▶ HOW TO COMPLETE THIS TASK: Lines containing the word "outline" are to be copied from the data below.

▶ RAW DATA:

=== Section Start ===

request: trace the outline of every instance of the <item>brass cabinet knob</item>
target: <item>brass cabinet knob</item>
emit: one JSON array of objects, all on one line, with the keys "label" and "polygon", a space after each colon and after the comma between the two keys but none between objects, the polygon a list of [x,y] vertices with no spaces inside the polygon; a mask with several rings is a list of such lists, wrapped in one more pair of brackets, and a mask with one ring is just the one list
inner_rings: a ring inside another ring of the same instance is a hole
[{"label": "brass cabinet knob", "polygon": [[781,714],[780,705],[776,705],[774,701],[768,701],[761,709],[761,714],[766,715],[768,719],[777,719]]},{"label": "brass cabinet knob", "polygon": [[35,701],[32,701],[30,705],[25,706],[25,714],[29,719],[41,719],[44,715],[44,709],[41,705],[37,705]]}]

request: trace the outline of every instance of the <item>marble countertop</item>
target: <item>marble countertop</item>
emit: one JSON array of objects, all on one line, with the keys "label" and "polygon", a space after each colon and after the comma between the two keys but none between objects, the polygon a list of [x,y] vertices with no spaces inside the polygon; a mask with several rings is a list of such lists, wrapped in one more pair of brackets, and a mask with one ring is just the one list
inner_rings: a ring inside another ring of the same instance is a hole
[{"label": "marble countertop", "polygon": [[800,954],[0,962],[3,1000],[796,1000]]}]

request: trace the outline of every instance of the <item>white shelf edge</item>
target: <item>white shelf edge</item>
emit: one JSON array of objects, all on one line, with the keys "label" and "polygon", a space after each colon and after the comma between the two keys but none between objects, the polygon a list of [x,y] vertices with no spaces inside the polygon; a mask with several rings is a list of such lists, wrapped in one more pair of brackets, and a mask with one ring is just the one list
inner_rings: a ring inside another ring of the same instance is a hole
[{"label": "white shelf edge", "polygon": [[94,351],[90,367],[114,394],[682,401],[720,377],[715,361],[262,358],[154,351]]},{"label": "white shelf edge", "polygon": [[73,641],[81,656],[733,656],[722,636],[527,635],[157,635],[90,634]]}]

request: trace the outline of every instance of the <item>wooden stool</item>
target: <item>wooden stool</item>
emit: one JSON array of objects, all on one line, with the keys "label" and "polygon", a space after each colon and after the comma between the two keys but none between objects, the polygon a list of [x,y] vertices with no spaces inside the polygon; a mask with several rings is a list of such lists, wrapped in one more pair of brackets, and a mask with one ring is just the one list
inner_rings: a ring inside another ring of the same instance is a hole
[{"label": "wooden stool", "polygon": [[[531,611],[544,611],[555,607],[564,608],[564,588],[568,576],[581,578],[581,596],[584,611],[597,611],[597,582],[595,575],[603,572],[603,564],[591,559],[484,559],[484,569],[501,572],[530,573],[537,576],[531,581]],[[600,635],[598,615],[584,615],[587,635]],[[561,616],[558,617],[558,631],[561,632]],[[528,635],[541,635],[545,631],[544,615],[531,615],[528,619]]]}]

=== Section End ===

▶ RESPONSE TO THE TASK:
request: trace the outline of every instance of the <item>brass cabinet knob</item>
request: trace the outline of every instance of the <item>marble countertop</item>
request: trace the outline of every instance of the <item>white shelf edge</item>
request: trace the outline of every instance of the <item>wooden stool</item>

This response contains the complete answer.